Stored items:
▬▬▬▬▬▬
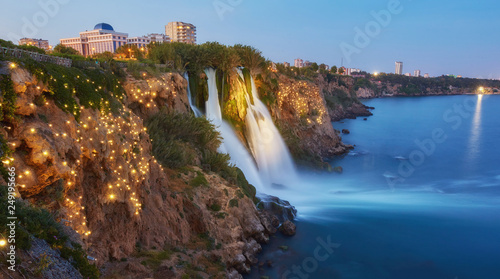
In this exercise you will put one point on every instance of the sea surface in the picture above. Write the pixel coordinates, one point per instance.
(419, 197)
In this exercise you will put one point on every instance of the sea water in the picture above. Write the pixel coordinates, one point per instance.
(419, 197)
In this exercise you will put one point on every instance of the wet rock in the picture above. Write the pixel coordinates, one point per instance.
(269, 221)
(164, 272)
(233, 274)
(288, 228)
(282, 209)
(239, 263)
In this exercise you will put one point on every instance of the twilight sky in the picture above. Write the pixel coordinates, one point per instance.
(438, 37)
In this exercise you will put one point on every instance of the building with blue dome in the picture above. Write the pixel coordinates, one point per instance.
(103, 38)
(103, 26)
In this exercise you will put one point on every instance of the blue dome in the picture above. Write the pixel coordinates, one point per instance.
(103, 26)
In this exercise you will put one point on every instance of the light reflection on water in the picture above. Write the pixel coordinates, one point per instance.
(441, 222)
(475, 131)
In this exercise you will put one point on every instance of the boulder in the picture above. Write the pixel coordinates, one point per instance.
(288, 228)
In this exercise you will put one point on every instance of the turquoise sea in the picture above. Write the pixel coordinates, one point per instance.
(419, 197)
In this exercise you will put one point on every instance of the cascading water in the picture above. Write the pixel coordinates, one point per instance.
(195, 110)
(274, 163)
(230, 142)
(268, 147)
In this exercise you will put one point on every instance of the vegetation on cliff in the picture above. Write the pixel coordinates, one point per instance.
(380, 84)
(181, 140)
(39, 223)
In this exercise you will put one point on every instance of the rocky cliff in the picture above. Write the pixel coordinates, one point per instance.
(134, 218)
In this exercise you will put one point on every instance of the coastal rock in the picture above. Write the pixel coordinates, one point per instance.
(114, 203)
(288, 228)
(277, 207)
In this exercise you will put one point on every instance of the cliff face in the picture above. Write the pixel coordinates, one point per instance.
(389, 89)
(302, 112)
(97, 175)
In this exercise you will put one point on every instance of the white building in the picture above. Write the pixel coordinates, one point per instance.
(181, 32)
(43, 44)
(399, 68)
(158, 38)
(299, 63)
(139, 42)
(103, 38)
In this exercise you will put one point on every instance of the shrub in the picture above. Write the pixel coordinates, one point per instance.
(178, 137)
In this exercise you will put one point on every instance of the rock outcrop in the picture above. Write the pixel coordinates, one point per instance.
(98, 175)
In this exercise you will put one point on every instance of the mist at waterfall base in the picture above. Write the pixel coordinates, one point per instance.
(441, 221)
(270, 162)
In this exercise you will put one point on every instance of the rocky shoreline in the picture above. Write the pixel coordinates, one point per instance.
(159, 226)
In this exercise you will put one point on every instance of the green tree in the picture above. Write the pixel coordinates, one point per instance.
(314, 67)
(131, 51)
(65, 50)
(107, 56)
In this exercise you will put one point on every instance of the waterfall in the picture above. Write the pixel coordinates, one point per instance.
(230, 142)
(195, 110)
(268, 147)
(270, 162)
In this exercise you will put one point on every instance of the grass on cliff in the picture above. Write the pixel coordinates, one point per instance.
(71, 87)
(38, 222)
(181, 139)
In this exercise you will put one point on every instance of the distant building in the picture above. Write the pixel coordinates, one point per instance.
(139, 42)
(43, 44)
(299, 63)
(343, 70)
(399, 68)
(158, 38)
(181, 32)
(103, 38)
(273, 67)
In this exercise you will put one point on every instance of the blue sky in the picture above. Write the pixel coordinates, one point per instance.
(438, 37)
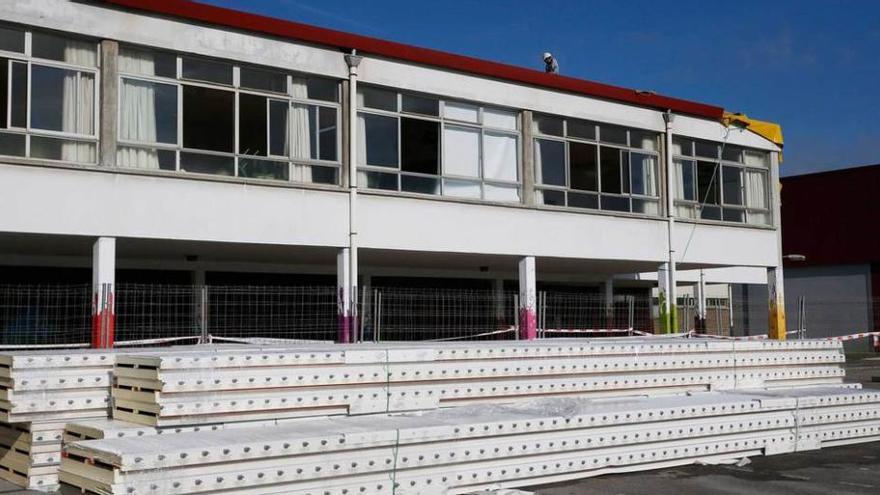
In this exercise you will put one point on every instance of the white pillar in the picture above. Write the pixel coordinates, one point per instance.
(103, 292)
(343, 296)
(528, 295)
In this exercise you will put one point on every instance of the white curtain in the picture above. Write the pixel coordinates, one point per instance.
(78, 111)
(301, 128)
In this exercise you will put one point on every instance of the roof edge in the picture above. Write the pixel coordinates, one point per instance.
(220, 16)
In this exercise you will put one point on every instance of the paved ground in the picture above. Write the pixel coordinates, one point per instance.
(850, 470)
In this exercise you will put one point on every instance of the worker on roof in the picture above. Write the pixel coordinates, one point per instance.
(551, 66)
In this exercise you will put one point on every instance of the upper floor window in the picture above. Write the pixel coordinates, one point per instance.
(427, 145)
(48, 95)
(582, 164)
(212, 117)
(716, 181)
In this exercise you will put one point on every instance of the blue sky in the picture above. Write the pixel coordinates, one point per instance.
(813, 66)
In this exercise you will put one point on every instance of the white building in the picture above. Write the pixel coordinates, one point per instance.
(177, 137)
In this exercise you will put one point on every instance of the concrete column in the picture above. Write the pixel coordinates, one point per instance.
(528, 295)
(667, 307)
(109, 99)
(608, 289)
(700, 296)
(343, 296)
(528, 160)
(103, 292)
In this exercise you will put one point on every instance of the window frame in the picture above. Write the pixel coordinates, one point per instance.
(696, 205)
(625, 175)
(29, 61)
(443, 122)
(296, 167)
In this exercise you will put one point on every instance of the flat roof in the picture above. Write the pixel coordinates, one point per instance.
(234, 19)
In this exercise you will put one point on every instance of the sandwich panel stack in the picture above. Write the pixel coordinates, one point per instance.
(468, 448)
(193, 388)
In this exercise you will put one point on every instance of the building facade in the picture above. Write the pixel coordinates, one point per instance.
(144, 137)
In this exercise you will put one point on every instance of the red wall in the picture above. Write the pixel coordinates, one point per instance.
(833, 217)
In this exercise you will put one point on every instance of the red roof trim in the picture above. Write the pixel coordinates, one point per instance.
(210, 14)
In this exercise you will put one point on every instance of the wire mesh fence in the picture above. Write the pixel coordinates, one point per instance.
(45, 315)
(405, 314)
(564, 314)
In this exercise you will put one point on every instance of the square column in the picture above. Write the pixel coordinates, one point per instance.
(103, 292)
(528, 315)
(343, 297)
(776, 293)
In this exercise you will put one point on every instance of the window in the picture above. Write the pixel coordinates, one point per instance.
(714, 181)
(426, 145)
(616, 172)
(48, 96)
(266, 125)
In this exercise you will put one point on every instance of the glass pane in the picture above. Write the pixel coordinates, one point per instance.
(733, 215)
(581, 129)
(323, 89)
(421, 185)
(62, 149)
(278, 135)
(732, 185)
(253, 135)
(377, 180)
(757, 158)
(731, 153)
(461, 188)
(419, 146)
(62, 100)
(646, 206)
(610, 161)
(550, 162)
(377, 98)
(461, 151)
(580, 200)
(643, 140)
(615, 203)
(461, 111)
(322, 175)
(507, 194)
(266, 80)
(303, 145)
(327, 134)
(612, 134)
(502, 119)
(53, 47)
(198, 163)
(208, 119)
(707, 149)
(419, 104)
(380, 140)
(11, 40)
(583, 169)
(684, 180)
(148, 112)
(200, 69)
(643, 174)
(683, 147)
(12, 144)
(146, 158)
(552, 198)
(499, 156)
(263, 169)
(708, 183)
(148, 63)
(545, 124)
(18, 96)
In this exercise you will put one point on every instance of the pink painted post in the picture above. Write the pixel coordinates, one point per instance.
(343, 298)
(528, 315)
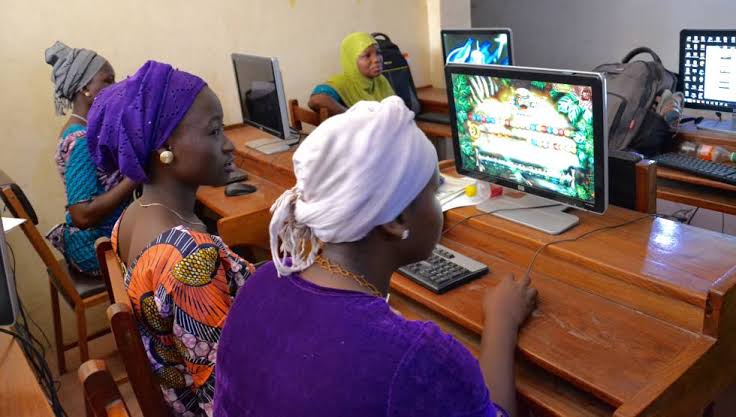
▬▬▬▬▬▬
Omit the pictures and set down the records exactly.

Answer for this exercise:
In this exercise you will put one point on every instance of the sea surface in the picture above. Write the pixel coordinates, one point per instance.
(419, 197)
In this exercise you will put one point on every instance of the sea water in the picture above. Write the pixel coordinates, one point per instance.
(419, 197)
In this exercise you will put one point on every instance of the wet rock in the picture above. Write the pixel coordinates, one point per instance.
(269, 221)
(164, 272)
(233, 274)
(288, 228)
(282, 209)
(239, 263)
In this exercise you will put one point on every instance of the twilight sky in the picture above. Write the pixel coordinates, one point per instance.
(438, 37)
In this exercise you will put one point on every instance of the building with blue dome in the picture above. Write the pixel coordinates, one point per instance.
(103, 38)
(103, 26)
In this exercise you will put one point on every instance of the blue dome in the picture above. Write the pixel coordinates, one point per instance.
(103, 26)
In this exercise you will put one point on every instance of the light reflection on water in the picture above. Write the pixel coordinates, one point per instance.
(441, 222)
(475, 131)
In this exercise you will put one point on every instance of the boulder in the picture above. Write the pixel coordinates, one point per instance.
(288, 228)
In this exercise you will put one point on every instance of the turquoise sea in the picture above. Write the pixel coordinates, one point per instance.
(419, 197)
In this exercise you will put one point on every instance of the cascading water in the picture above. Write the pixel coordinates, one point per instance.
(195, 110)
(274, 163)
(230, 142)
(268, 147)
In this exercise you will put one point on every instance of the vegetation on cliff in the picture above. Write the pixel coordinates, one point per instance.
(380, 84)
(181, 140)
(39, 223)
In this exercise you will put one point on every instance of the rocky cliff in the picture above. Write the pixel coordinates, one point per instance.
(134, 218)
In this exercise you will put one point on every instance of the coastal rock in the picture above. Write the pixel coordinates, one point per instance.
(114, 203)
(288, 228)
(277, 207)
In this exercise you will put one point on every instance of the cliff face in the picture above. Write the pixel coordinates, one point per instance.
(389, 89)
(302, 112)
(97, 175)
In this exercise you will put one point on every instance of the white building in the picture above. Write the pixel coordinates, one point per instance.
(181, 32)
(43, 44)
(399, 68)
(158, 38)
(299, 63)
(139, 42)
(103, 38)
In this exercise you will put one point on every instance of the shrub in the picture above. Write the pixel coordinates, one point per instance.
(178, 137)
In this exercise you will put one point on every instance of the rock outcrop in the picture above. Write the pixel coordinates, one point per instance.
(98, 175)
In this exercise you will put one point on every instance of the mist at waterfall base in the picture above. Write the pixel coordinates, one point per instance.
(441, 221)
(270, 162)
In this exercise you will put one point on every instance of the rocky shoreline in the picture above. Write the pixel coordinates, one point per instance.
(159, 226)
In this exercise you will put one point on every instance of the green tree in the picture above. Write the pixel coordinates, one point per instance.
(314, 67)
(131, 51)
(65, 50)
(107, 56)
In this exercise you will put one point on every instance of the waterfall in the picture above. Write the pixel coordinates, one point per instance.
(230, 142)
(195, 110)
(268, 147)
(270, 162)
In this exercise you will put one point on every instance of the grass on cliff in the picture above. Write the pixel coordinates, one point per instance.
(71, 87)
(38, 222)
(181, 139)
In this exercise you will put one point on every instance of the distant building in the picture above. Write the pixel coordinates, one point per instance.
(139, 42)
(43, 44)
(299, 63)
(343, 70)
(399, 68)
(158, 38)
(181, 32)
(103, 38)
(273, 67)
In this exercise you will put one point on every instance of the blue sky in the picture above. Write the pixel coordinates, one point per instance.
(438, 37)
In this exercise you will put one point on every instance of the white pillar in the picture above. Write the pixel coordinates, one point per instance.
(103, 292)
(343, 296)
(528, 295)
In this exercise you will put one point on every instance of the white curtain in the picture above. Write the pixel coordinates, one point per instance.
(78, 111)
(301, 128)
In this exercise you will put one point on every instance of the roof edge in the picture above. Write the pixel coordinates, one point per instance.
(220, 16)
In this exercise you will put one point on every instance of the paved ground in the picture above. Write the pixel coordinates, one point per instance.
(850, 470)
In this exercise you will put one point on every instance of the worker on roof in the picture above. Write the pixel coordinates, one point per instance.
(551, 66)
In this exercise you will put one point on every instance of the upper floor window in the picture above. Write the pixel coordinates, one point per instance.
(427, 145)
(48, 95)
(582, 164)
(212, 117)
(716, 181)
In this exercise you will put one point on every instance of the blue sky in the picture above. Write the pixel coordinates, one point per instance.
(813, 66)
In this exercise you will put one point on every instance of the white building in the picture above. Write the pixel coordinates, one point per instance.
(177, 137)
In this exercise you will put one point on every instance of the concrete column in the picture above. Write the pixel coordinates, one point per instance.
(528, 295)
(667, 307)
(109, 99)
(608, 289)
(700, 296)
(343, 296)
(528, 160)
(103, 292)
In this exercise you will put one point on every instance of the window frame in the picture above. Write the pixel coordinates, one point per instance.
(696, 205)
(625, 175)
(29, 61)
(443, 122)
(296, 167)
In this exercise you will put one point on every instance of the flat roof in the picture above. Write the pixel coordinates, one point per instance.
(234, 19)
In this exercise you will put one point on every instance of the sandwich panel stack in the picture above. Write the pixel coordinates, one point per instance.
(468, 448)
(193, 388)
In this exercise you will put one point on every instance of the building facade in the picture above. Write the pixel coordinates, one point per instance.
(144, 137)
In this exercise you will put one point on every instance of the red wall in the picture above. Write the pixel coordinates, one point per instance.
(833, 217)
In this exercise you will put one point on every instance of the red roof trim in the picture above. Write the pixel coordinates, one point per instance.
(210, 14)
In this exercise you will put one point on every instance of the wire mesh fence in the picture above. Write the pixel coordinates, one point per instance.
(45, 315)
(405, 314)
(564, 314)
In this exercise you will put one point on every instance of the square column in the picture above. Write the pixel coordinates, one point per instance.
(103, 292)
(528, 315)
(343, 297)
(776, 293)
In this exercise you will put one point on every instance of the window in the picture above. Write the pixel coordinates, one point per instance.
(714, 181)
(426, 145)
(616, 172)
(48, 96)
(266, 125)
In this exercise you will put one point on every instance of the glass pane in the picture above. Write the pixel coordinates, one point per instance.
(733, 215)
(581, 129)
(323, 89)
(421, 185)
(62, 149)
(278, 135)
(732, 185)
(253, 135)
(377, 180)
(757, 158)
(731, 153)
(461, 188)
(419, 146)
(62, 100)
(646, 206)
(610, 161)
(550, 162)
(377, 98)
(461, 151)
(580, 200)
(643, 140)
(615, 203)
(461, 111)
(322, 175)
(507, 194)
(266, 80)
(303, 145)
(327, 134)
(612, 134)
(502, 119)
(53, 47)
(198, 163)
(208, 119)
(707, 149)
(419, 104)
(380, 140)
(11, 40)
(583, 169)
(684, 180)
(148, 112)
(200, 69)
(643, 174)
(683, 147)
(12, 144)
(146, 158)
(552, 198)
(499, 156)
(263, 169)
(708, 183)
(148, 63)
(545, 124)
(18, 96)
In this exercise you will put one point on every instance of the pink painted post in the picture above. Write the pixel coordinates, one point per instance.
(343, 298)
(528, 315)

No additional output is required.